Exercise input below:
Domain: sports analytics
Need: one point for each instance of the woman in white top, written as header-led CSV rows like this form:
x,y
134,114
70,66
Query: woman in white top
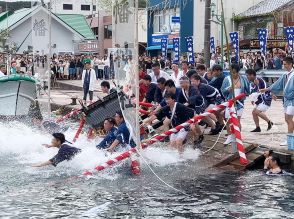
x,y
66,72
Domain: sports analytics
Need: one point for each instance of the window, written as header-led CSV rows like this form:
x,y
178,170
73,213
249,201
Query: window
x,y
85,7
108,31
96,31
162,20
67,6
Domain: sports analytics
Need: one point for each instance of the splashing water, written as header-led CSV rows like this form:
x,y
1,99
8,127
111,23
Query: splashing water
x,y
49,192
24,144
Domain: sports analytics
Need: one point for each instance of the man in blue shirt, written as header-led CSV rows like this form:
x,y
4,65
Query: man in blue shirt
x,y
262,102
122,137
109,127
160,90
150,95
65,151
End of Exercise input.
What this task involves: Your task is to restate every record word for word. Omit all pictures.

Finished exercise:
Domain: sports analytics
Need: one point for each instance of the woman in white top, written as header-led CSV rows like this form:
x,y
134,114
70,66
Query: woman in white top
x,y
66,72
Domain: sports analytics
Need: one point for each instance of the window, written as header-led CSV rows like this form:
x,y
178,170
73,213
249,201
Query: window
x,y
85,7
108,31
96,31
162,20
67,6
Domain: sports analytics
Need: one point for each instance of the splashing water, written as header-led CSV rows like this form:
x,y
1,99
8,127
111,23
Query: splashing water
x,y
49,192
24,144
Domain: sports analytics
Need: one point for each instance of the man in blue shirt, written as header-led CSV rows like this form:
x,y
4,65
Query: man in blue shirt
x,y
262,102
122,137
109,127
160,90
150,95
65,151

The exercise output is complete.